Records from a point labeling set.
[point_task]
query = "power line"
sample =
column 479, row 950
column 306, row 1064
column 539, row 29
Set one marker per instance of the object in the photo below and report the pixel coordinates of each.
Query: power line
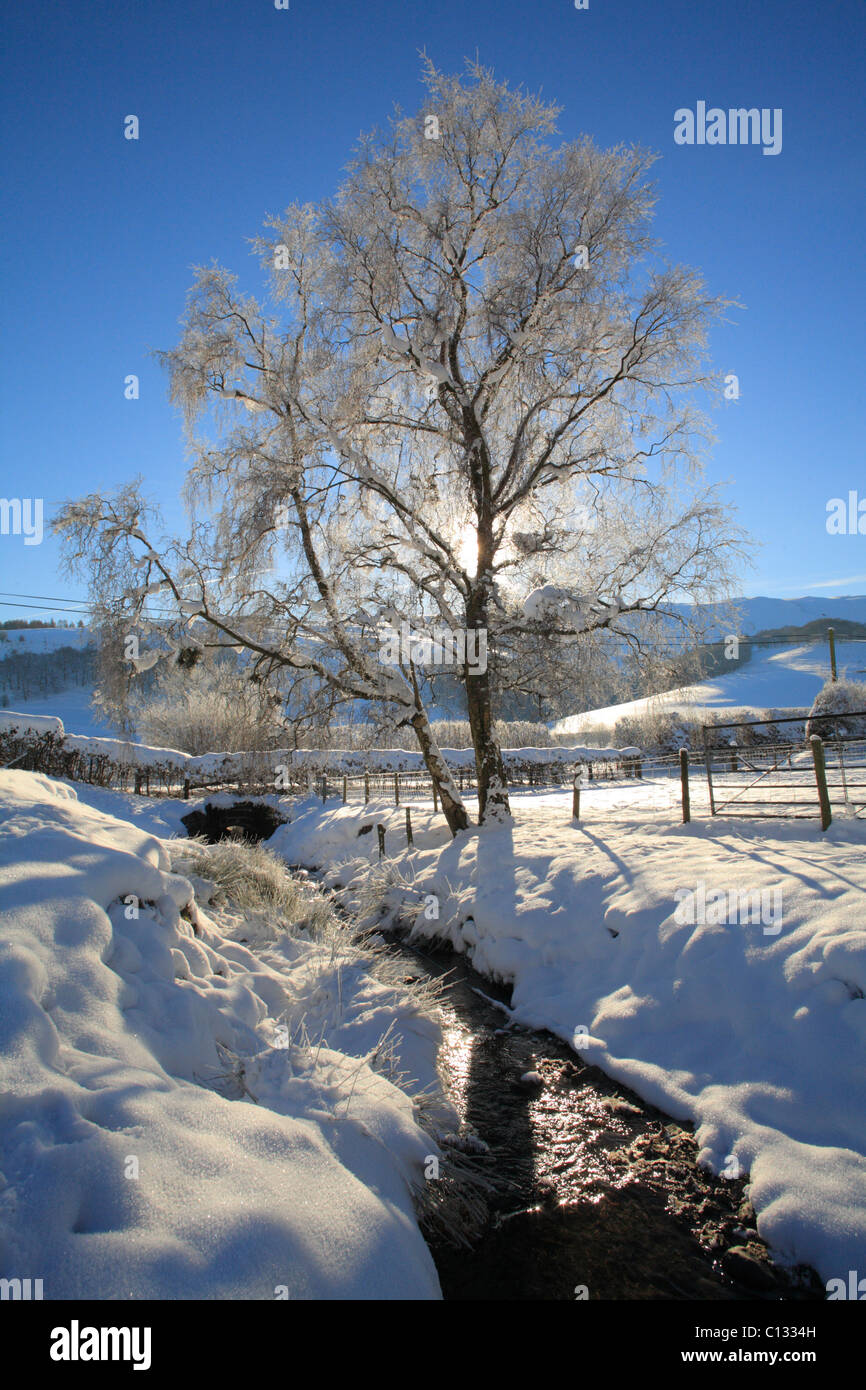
column 687, row 642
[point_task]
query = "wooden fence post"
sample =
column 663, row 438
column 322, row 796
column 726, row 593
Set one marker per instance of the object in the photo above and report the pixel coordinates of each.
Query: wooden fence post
column 820, row 777
column 687, row 813
column 709, row 770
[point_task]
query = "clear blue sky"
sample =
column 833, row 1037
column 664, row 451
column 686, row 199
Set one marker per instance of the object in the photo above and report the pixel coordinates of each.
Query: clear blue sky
column 245, row 109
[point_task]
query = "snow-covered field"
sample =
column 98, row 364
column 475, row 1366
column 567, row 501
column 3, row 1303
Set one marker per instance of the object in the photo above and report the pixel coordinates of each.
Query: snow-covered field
column 160, row 1134
column 626, row 934
column 777, row 679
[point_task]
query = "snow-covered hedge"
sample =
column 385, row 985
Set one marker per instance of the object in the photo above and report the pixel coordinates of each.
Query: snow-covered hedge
column 173, row 765
column 831, row 715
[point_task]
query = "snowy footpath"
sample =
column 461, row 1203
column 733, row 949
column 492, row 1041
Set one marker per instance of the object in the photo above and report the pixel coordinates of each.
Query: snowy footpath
column 719, row 969
column 192, row 1105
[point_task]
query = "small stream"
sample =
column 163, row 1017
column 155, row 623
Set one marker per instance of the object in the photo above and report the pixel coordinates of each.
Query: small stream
column 594, row 1191
column 591, row 1193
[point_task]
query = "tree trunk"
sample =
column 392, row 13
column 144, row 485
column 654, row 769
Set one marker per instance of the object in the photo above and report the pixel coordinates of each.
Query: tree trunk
column 438, row 769
column 489, row 766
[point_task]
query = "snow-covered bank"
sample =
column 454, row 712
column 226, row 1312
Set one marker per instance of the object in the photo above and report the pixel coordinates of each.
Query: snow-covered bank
column 754, row 1029
column 160, row 1133
column 776, row 681
column 203, row 767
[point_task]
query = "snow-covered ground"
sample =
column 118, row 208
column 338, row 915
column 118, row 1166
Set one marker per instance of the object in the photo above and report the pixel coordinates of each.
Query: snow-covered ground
column 72, row 708
column 43, row 638
column 160, row 1136
column 626, row 936
column 783, row 679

GOAL. Format everything from the start of the records down to the line containing "column 687, row 642" as a JSON list of strings, one string per line, with blank lines and pictures omitted.

SOLUTION TO THIS EXERCISE.
[
  "[point_task]",
  "query = \"power line\"",
  "sample =",
  "column 479, row 950",
  "column 306, row 1064",
  "column 539, row 29",
  "Set one marker per instance of the object in the photo below and report the pixel coordinates of each.",
  "Query: power line",
  "column 687, row 642"
]